CHALLENGE 1:
Quote the attraction forum thread from "Don't be glued" to "(Oct 8, 2009)".
CHALLENGE 2:
Continue the attraction forum thread past its final line.

PAGE:
The list will be different for each guy, but here are a couple of major ones for me that I like to see in girls.

*Superficial stuff*: Keep your hair nice. By 'nice', I mean smooth/shiny and relatively well behaved. Hair is probably the first thing I notice on a girl, and even if I can't see her face, I will be turned on by the sight of nice hair alone.

*Non-superficial stuff*: In terms of personality, etc., the most attractive thing in a girl is for her to be affectionate. Being 'touchy' and 'huggy' is a definite turn-on; I fondly remember all 3 times in my life that a girl has hugged me. But being affectionate isn't only physical - you can be affectionate by being nice, caring and attentive.

These are the two biggest sources of attraction for me, and I think many guys would agree.


----------



## lonelygirl88 (Dec 25, 2009)

If you didn't have so many people in your gender that lived under the "hump 'em and/or dump 'em" philosophy...

Being more compassionate, sensitive, and understanding...


----------



## huh (Mar 19, 2007)

fingertips said:


> i like a lady who can fly a hot air balloon.


Me too, that's soo hot :whip


----------



## cafune (Jan 11, 2011)

Kakaka said:


> Don't act like a stereotypical "ladette". I don't mean being interested in sports or drinking pints, that's actually quite sexy. It's girls who are overly loud, obnoxious, intimidating, sarcastic, arrogant and don't have any real ambition or interests other than getting sh*t-faced on a Friday night.
> 
> And don't get stupid tattoos, you know what I mean: butterflies, paw prints... My first impression when I see these tattoos - you're a bit dim, don't have much creativity and aren't fussed about what gets etched onto your body for the rest of your life.
> 
> Interesting thread btw.


Honestly, I think the female should be able to act however she wants, if who she is, is a "ladette," then why shouldn't she be one? I don't think you should use one word to summarize what you think girls should not be... although, I can understand the characteristics that you don't appreciate in females. However, the idea of a female being intimidating, I think, is somewhat subjective. A person that some will find intimidating, will not be so intimidating to others. And about the female being sarcastic, why is that so wrong? It depends on how the sarcasm is used, is it somewhat teasing, or just biting? Sarcasm does not always have to be cold.

And about the "stupid tattoos," well, I think that some of those tattoos may be significant to their owners. A butterfly can connote a great deal of things. And how would you know how much thought they put into getting their tattoos?


----------



## layitontheline (Aug 19, 2009)

Don't be glued to your phone - I like to think that you are a lone wolf like myself. Don't say you like bars - Automatic turnoff. Make decisions - I like a decisive guy. Don't wear fashionable clothes - Cheap jeans and hoodies are sexy. Refrain from looking at any other female in the vicinity while talking to me - You are definitely being tested on this and will earn points if you make me feel like I'm the only girl in the room. Be compassionate and kind - The whole jerk/careless act is very unattractive.


----------



## mrbojangles (Oct 8, 2009)

layitontheline said:


> Refrain from looking at any other female in the vicinity while talking to me - You are definitely being tested on this and will earn points if you make me feel like I'm the only girl in the room.


You can't fight nature :b


----------



## Kakaka (Apr 7, 2010)

Rows from a dataset:
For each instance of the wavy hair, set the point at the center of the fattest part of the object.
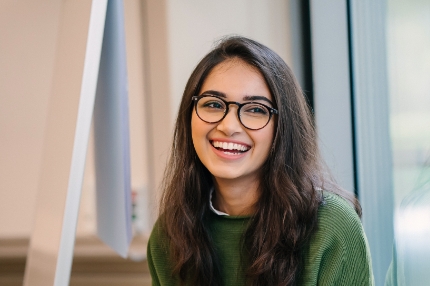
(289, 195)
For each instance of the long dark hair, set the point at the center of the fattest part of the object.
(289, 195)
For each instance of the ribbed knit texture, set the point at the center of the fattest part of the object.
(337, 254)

* * *

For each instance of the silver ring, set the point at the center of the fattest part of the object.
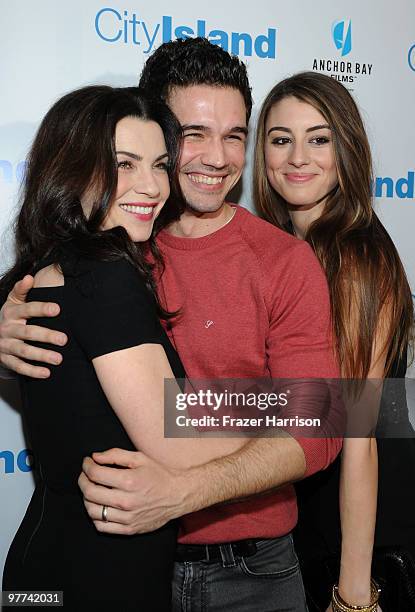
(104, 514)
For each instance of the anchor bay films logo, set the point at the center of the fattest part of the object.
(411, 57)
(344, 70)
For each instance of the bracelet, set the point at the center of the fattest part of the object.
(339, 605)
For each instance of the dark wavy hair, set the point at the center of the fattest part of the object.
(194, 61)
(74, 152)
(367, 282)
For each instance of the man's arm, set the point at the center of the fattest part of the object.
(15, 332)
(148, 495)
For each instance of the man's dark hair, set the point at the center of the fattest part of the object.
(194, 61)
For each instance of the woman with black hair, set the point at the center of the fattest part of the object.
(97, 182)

...

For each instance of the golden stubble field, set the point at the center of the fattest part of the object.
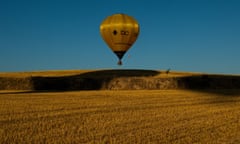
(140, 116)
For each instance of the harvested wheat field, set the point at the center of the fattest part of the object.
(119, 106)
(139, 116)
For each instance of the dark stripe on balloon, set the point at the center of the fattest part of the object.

RIGHT ANSWER 1:
Don't be glued to your phone - I like to think that you are a lone wolf like myself. Don't say you like bars - Automatic turnoff. Make decisions - I like a decisive guy. Don't wear fashionable clothes - Cheap jeans and hoodies are sexy. Refrain from looking at any other female in the vicinity while talking to me - You are definitely being tested on this and will earn points if you make me feel like I'm the only girl in the room. Be compassionate and kind - The whole jerk/careless act is very unattractive.


----------



## mrbojangles (Oct 8, 2009)

RIGHT ANSWER 2:
Live Laugh Love said:


> Honestly, I think the female should be able to act however she wants, if who she is, is a "ladette," then why shouldn't she be one? I don't think you should use one word to summarize what you think girls should not be... although, I can understand the characteristics that you don't appreciate in females. However, the idea of a female being intimidating, I think, is somewhat subjective. A person that some will find intimidating, will not be so intimidating to others. And about the female being sarcastic, why is that so wrong? It depends on how the sarcasm is used, is it somewhat teasing, or just biting? Sarcasm does not always have to be cold.


Yeah, of course she can act like that if she wants and many do, but it's not attractive. Just as I can act like a total slob if I want but it's not attractive. Being overly loud, obnoxious, crass and arrogant are pretty much universally unattractive traits and that's also what I consider to be intimidating. Plus, when people ask where your girlfriend is you don't want to have to tell them she's throwing up in the car park, same as last week.

And yeah, I did mean cold sarcasm, rest of it's fine.



> And about the "stupid tattoos," well, I think that some of those tattoos may be significant to their owners. A butterfly can connote a great deal of things. And how would you know how much thought they put into getting their tattoos?


Because it's cliche. It's the female equivalent of the nautical star. So many people have them nowadays it's no longer an expression of individuality, which is what a tattoo should be.

Everyone I know with these tattoos did it because either her friend got one or "it's kinda cute" Both are pretty poor excuses for getting a tattoo. Your right though, I can't know for sure but I can take a pretty damn good guess. :yes


----------



## ryobi (Jan 13, 2009)

ValiantThor said:


> have awesome ninja skills


also a plus


----------



## Kennnie (Oct 21, 2010)

have abs like mike the "situation"


----------



## Starch (Dec 15, 2010)

I wet my panties for intelligent men. 

I'm not fussy with appearance, but no metrosexuals with gelled hair and sparkly tops plz.

Oh and GOOD MANNERS. Theyre so important.


----------



## Milco (Dec 12, 2009)

Starch said:


> I wet my panties for intelligent men.


Let me go get something to drink so I can do a spit-take :roll

I love girls that show curiosity about the world; thirst for knowledge and open-mindedness and not just conform.


----------



## ready (Sep 2, 2009)

Really, first thing is to take care of yourself. Bathe, wear decent clothes, keep your environment clean, stay in decent shape, etc. Tells a lot about who you are. I think it shows you have some pride in yourself and your appearance.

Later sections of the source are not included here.